### Description of the task:
Reproduce every one of the records below with "chest of drawers" swapped for "dresser" wherever it occurs and everything else left unchanged. Leave the pictures out of your output.
-- start Data shown --
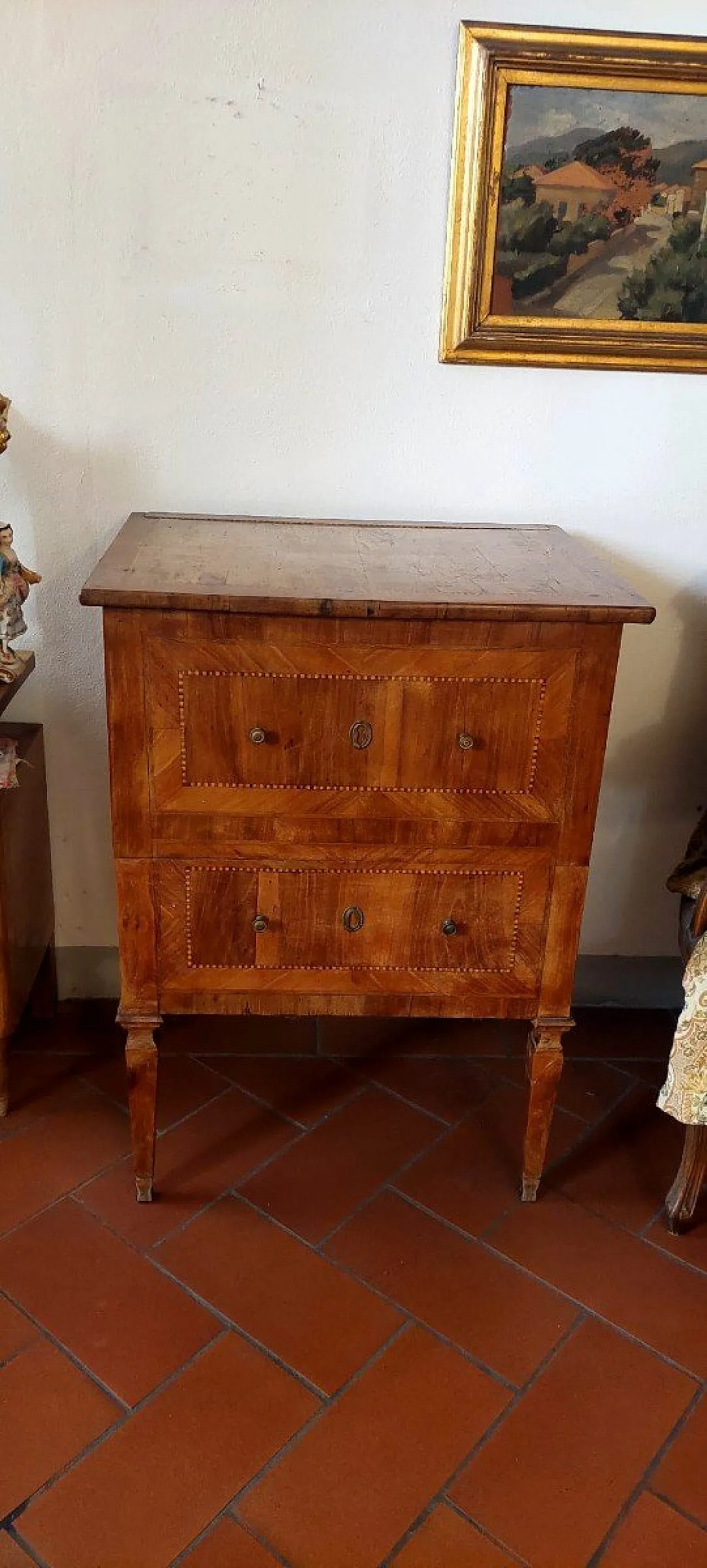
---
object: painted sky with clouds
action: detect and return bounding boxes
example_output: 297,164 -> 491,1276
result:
506,88 -> 707,147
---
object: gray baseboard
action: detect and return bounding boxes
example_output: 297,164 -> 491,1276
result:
56,947 -> 682,1008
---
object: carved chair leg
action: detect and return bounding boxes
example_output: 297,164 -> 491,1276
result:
122,1019 -> 157,1203
522,1018 -> 572,1203
0,1037 -> 9,1116
664,1127 -> 707,1236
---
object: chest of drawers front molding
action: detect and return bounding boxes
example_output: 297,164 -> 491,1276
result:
82,516 -> 654,1200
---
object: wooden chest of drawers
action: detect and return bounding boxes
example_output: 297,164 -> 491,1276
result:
82,514 -> 654,1200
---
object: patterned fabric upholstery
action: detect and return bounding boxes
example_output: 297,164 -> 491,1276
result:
658,933 -> 707,1127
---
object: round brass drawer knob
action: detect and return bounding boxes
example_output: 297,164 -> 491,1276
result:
348,718 -> 373,751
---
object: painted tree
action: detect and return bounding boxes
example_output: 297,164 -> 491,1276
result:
574,125 -> 660,223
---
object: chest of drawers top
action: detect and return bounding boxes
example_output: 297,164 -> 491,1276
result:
82,513 -> 654,622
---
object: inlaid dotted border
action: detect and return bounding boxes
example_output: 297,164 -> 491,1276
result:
183,862 -> 524,975
177,669 -> 547,798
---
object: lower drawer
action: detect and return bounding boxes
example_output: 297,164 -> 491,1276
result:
159,852 -> 550,992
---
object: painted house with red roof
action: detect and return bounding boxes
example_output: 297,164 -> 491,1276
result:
535,159 -> 616,223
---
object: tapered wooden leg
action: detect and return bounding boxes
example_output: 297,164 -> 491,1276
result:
30,942 -> 56,1021
124,1024 -> 157,1203
522,1018 -> 572,1203
664,1127 -> 707,1236
0,1038 -> 9,1116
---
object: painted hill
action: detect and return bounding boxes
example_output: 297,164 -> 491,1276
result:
508,125 -> 600,165
506,125 -> 707,185
655,141 -> 707,185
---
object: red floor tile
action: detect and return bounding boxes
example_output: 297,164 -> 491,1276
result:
180,1519 -> 276,1568
362,1057 -> 499,1126
0,1050 -> 86,1142
318,1018 -> 528,1071
503,1052 -> 632,1123
243,1090 -> 439,1242
0,1198 -> 221,1405
0,1530 -> 37,1568
557,1085 -> 682,1231
395,1502 -> 518,1568
241,1328 -> 508,1568
161,1198 -> 402,1394
0,1278 -> 38,1363
86,1050 -> 229,1131
328,1193 -> 577,1383
602,1493 -> 707,1568
646,1193 -> 707,1273
207,1055 -> 361,1127
0,1090 -> 129,1234
82,1088 -> 296,1247
165,1015 -> 316,1069
395,1086 -> 586,1236
22,1334 -> 316,1568
0,1340 -> 122,1519
651,1398 -> 707,1527
492,1193 -> 707,1377
451,1322 -> 694,1568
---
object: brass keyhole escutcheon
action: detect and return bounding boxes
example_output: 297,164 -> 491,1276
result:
348,718 -> 373,751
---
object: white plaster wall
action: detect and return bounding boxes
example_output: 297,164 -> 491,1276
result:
0,0 -> 707,955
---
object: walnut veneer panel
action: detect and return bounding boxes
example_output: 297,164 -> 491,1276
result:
144,622 -> 576,822
159,853 -> 548,994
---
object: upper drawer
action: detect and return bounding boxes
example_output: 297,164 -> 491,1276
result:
146,638 -> 574,817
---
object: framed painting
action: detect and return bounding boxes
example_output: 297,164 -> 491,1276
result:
441,22 -> 707,372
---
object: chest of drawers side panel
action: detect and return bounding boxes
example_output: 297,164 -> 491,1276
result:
103,610 -> 152,856
539,626 -> 621,1018
103,610 -> 159,1021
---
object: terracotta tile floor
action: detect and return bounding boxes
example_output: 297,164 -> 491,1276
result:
0,1004 -> 707,1568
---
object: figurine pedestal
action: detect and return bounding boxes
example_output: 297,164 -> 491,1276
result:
0,660 -> 56,1115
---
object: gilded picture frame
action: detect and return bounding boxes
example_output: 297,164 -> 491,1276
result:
441,22 -> 707,372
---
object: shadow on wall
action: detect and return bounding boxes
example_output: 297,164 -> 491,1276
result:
5,404 -> 155,944
586,538 -> 707,955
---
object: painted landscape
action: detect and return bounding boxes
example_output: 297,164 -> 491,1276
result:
492,86 -> 707,323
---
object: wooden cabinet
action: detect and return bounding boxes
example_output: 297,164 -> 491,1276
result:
82,514 -> 654,1200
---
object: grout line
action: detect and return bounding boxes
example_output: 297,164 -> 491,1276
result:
0,1329 -> 233,1524
229,1320 -> 411,1523
207,1057 -> 370,1132
0,1525 -> 50,1568
393,1192 -> 701,1383
444,1497 -> 530,1568
586,1389 -> 704,1568
641,1229 -> 707,1280
381,1314 -> 583,1568
0,1286 -> 135,1416
145,1258 -> 332,1414
312,1124 -> 461,1252
649,1486 -> 707,1532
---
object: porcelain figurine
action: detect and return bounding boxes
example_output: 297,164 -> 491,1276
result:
-- end Data shown --
### Finished exercise:
---
object: painted sky with clouds
action: detect and return bounding boxes
example_output: 297,164 -> 491,1276
result:
506,88 -> 707,147
---
object: gray baseboard
action: detect and return bounding boxes
example_output: 297,164 -> 491,1276
result:
56,947 -> 682,1008
---
object: carved chair leg
action: detect and return bounding boxes
example_output: 297,164 -> 491,1276
result:
122,1019 -> 157,1203
522,1018 -> 572,1203
0,1037 -> 9,1116
664,1127 -> 707,1236
---
object: dresser front molding
action: detect and return bounding boxes
example_output: 297,164 -> 491,1276
result:
82,516 -> 654,1200
---
object: wooden dresser
action: detect and return bounding boxes
example_output: 297,164 -> 491,1276
result:
82,514 -> 654,1200
---
object: patterned fabric upholstery
action: detect and return bounding boxes
example_output: 297,164 -> 491,1276
result:
658,933 -> 707,1127
---
object: round brass drawer knob
action: detect and return bounding boxes
example_output: 297,164 -> 491,1276
result:
348,718 -> 373,751
---
object: painted tree
action: detect and return bounding boxes
example_output: 297,164 -> 491,1276
result:
574,125 -> 660,223
---
object: dresser top
action: detect and return bounding boxes
example_output: 297,164 -> 491,1276
result:
82,513 -> 654,622
---
object: inlaid dotted border
action: detect and return bounding boxes
example_output: 297,164 -> 491,1276
result:
183,862 -> 524,975
177,669 -> 547,798
---
object: lower drawer
action: detect and return bounding boxes
example_output: 297,164 -> 491,1276
result:
159,852 -> 550,992
---
object: painted house with red roof
action: detect and return bounding boxes
example_output: 297,164 -> 491,1276
result:
535,159 -> 616,223
---
object: tapered wooden leg
action: detect and return bounding boxes
example_output: 297,164 -> 491,1276
result:
30,942 -> 56,1021
124,1024 -> 157,1203
522,1018 -> 572,1203
664,1127 -> 707,1236
0,1038 -> 9,1116
---
object: painted hill
action: detect and return bounding boxes
example_output: 297,164 -> 491,1276
result:
508,125 -> 600,165
506,125 -> 707,185
655,141 -> 707,185
---
object: red floor tile
action: detect and return bounding boxes
example_output: 297,164 -> 491,1276
result:
180,1519 -> 276,1568
362,1057 -> 499,1126
0,1050 -> 86,1142
318,1018 -> 528,1071
503,1052 -> 632,1123
243,1090 -> 439,1242
0,1198 -> 221,1405
0,1530 -> 37,1568
557,1085 -> 682,1231
395,1502 -> 518,1568
241,1328 -> 508,1568
161,1198 -> 402,1394
0,1278 -> 38,1363
86,1050 -> 229,1131
328,1193 -> 577,1383
602,1493 -> 707,1568
646,1193 -> 707,1273
207,1055 -> 361,1127
0,1090 -> 129,1234
82,1088 -> 296,1247
165,1015 -> 316,1069
395,1086 -> 586,1236
22,1334 -> 316,1568
0,1340 -> 122,1519
651,1398 -> 707,1527
492,1193 -> 707,1377
451,1322 -> 694,1568
---
object: brass keyhole escutcheon
action: detect and return bounding boxes
example_output: 297,164 -> 491,1276
result:
348,718 -> 373,751
---
object: white plaster wall
action: detect and return bounding boxes
example_output: 297,164 -> 491,1276
result:
0,0 -> 707,955
---
object: walnut veneer panel
action: detect and return bounding boxes
example_output: 297,164 -> 491,1276
result:
144,622 -> 576,822
159,853 -> 548,994
---
object: upper drawer
action: detect and return bounding boxes
example_output: 297,164 -> 491,1276
result:
146,638 -> 574,817
---
object: framed painting
action: detect and return bounding boxes
example_output: 297,164 -> 491,1276
result:
441,22 -> 707,372
---
object: dresser side panel
action: detect and return bounding boxes
example_output: 297,164 -> 491,1276
result:
103,610 -> 152,856
539,626 -> 621,1018
103,610 -> 159,1021
---
object: terracotta tile floor
action: detect and return bounding boxes
example_output: 297,164 -> 491,1276
result:
0,1004 -> 707,1568
---
object: figurine pedestal
action: detect and return bounding boxes
example_output: 297,164 -> 491,1276
result:
0,660 -> 56,1115
---
object: gilded picture frame
action: detect and return bounding boxes
example_output: 297,164 -> 491,1276
result:
441,22 -> 707,372
---
object: shadow on wall
action: detect and return bounding boxes
example_output: 297,164 -> 491,1276
result:
5,404 -> 155,944
586,538 -> 707,955
---
object: painted landscape
action: detect and return bounding boxes
example_output: 297,164 -> 491,1276
result:
492,86 -> 707,323
---
object: wooden cabinet
action: detect and return bounding boxes
example_output: 297,164 -> 491,1276
result:
82,514 -> 654,1200
---
object: grout line
action: detect and return bounding boxes
example_output: 297,164 -> 491,1276
result:
0,1329 -> 233,1524
229,1320 -> 411,1523
207,1057 -> 370,1132
0,1525 -> 50,1568
393,1192 -> 701,1383
444,1497 -> 530,1568
586,1389 -> 704,1568
641,1229 -> 707,1280
381,1314 -> 583,1568
0,1286 -> 135,1416
145,1258 -> 332,1414
312,1124 -> 461,1252
649,1486 -> 707,1532
---
object: porcelain figurine
action: detect and return bounding boxes
example_output: 297,164 -> 491,1276
result:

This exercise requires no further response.